- [Input material]
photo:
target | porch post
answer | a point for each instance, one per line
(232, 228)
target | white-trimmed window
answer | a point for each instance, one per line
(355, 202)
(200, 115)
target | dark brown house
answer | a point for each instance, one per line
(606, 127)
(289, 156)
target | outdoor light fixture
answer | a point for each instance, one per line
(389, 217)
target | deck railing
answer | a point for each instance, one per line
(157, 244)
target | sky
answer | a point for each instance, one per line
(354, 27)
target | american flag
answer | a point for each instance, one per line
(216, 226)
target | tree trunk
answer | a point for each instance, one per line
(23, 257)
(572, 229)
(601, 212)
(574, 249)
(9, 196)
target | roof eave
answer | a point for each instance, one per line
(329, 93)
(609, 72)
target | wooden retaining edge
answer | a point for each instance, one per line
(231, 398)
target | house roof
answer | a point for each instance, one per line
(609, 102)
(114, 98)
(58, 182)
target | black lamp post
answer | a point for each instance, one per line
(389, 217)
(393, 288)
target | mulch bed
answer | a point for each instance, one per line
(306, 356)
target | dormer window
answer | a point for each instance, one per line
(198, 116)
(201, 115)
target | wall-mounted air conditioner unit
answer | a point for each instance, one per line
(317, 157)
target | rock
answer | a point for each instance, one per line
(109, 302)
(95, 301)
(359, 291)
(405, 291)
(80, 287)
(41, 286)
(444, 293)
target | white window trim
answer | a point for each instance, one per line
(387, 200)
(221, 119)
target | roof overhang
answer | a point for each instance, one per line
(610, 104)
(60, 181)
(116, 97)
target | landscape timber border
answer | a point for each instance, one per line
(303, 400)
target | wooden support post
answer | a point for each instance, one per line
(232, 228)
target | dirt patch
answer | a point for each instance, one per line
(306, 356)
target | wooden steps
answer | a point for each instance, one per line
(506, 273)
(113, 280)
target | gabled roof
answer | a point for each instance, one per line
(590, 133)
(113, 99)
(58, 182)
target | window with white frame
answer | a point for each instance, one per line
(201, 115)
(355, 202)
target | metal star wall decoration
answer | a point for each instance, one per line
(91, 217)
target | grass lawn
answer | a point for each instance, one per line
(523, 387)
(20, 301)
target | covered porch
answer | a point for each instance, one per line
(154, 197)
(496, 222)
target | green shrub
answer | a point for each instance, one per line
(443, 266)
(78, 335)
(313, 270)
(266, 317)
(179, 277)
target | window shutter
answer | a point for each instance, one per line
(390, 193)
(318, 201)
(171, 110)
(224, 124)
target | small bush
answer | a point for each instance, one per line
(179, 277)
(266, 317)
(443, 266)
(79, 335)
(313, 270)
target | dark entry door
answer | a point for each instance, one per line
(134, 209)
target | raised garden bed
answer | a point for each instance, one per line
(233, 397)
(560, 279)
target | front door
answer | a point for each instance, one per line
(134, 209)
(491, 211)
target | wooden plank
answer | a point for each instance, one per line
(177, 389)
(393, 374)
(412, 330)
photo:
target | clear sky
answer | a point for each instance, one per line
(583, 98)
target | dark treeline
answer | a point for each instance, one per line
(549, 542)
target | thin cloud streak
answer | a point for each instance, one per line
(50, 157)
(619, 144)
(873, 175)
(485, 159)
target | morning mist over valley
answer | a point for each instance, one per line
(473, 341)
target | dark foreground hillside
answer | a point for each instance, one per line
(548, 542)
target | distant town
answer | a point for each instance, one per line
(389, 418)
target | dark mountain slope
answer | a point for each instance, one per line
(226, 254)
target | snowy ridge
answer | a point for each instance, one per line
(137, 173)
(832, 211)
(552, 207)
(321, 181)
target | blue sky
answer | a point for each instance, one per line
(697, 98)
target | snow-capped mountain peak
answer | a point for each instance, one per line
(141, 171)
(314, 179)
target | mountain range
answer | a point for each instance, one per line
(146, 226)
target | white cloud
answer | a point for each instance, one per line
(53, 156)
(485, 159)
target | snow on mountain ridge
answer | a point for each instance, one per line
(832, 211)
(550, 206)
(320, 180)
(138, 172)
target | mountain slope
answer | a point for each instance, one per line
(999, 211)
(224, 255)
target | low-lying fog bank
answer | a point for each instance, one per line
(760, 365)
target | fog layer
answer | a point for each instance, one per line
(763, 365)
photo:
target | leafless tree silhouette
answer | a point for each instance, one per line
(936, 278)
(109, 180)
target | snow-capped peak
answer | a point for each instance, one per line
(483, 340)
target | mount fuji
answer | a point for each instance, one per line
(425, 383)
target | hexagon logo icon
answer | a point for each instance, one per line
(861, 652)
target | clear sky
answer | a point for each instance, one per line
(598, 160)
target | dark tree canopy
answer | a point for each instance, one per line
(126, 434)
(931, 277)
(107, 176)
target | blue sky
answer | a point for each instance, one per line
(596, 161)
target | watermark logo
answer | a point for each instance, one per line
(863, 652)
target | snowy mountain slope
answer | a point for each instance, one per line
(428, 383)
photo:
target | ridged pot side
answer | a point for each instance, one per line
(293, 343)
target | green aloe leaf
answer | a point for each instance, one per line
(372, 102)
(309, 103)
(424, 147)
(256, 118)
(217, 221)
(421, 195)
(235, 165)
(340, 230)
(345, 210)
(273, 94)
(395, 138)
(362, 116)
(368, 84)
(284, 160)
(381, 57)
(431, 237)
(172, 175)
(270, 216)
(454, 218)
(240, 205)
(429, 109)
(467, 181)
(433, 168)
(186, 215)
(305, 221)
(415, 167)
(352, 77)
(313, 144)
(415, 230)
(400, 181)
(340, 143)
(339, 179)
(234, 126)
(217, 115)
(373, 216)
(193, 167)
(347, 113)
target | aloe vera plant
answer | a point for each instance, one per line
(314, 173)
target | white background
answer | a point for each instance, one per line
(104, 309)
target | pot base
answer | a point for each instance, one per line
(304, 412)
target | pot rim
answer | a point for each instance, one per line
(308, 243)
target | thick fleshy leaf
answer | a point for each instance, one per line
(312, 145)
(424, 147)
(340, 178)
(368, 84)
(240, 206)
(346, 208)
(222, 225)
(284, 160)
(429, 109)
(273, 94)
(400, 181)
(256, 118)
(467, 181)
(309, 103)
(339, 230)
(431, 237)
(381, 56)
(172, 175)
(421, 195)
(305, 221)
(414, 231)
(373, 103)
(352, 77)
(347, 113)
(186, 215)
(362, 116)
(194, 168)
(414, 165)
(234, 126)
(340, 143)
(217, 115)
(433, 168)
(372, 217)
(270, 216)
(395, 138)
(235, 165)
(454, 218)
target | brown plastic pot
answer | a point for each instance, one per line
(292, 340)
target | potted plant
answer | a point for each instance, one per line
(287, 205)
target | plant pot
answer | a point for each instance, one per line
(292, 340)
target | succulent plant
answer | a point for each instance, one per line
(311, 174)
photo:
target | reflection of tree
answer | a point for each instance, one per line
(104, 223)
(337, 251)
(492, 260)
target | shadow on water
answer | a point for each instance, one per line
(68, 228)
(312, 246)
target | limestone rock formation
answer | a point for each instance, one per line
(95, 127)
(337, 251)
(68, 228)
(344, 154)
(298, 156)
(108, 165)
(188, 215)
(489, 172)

- [Task objective]
Please report every line of the listing that contains the string "roof".

- [Response area]
target | roof eave
target | house roof
target | roof overhang
target | gabled roof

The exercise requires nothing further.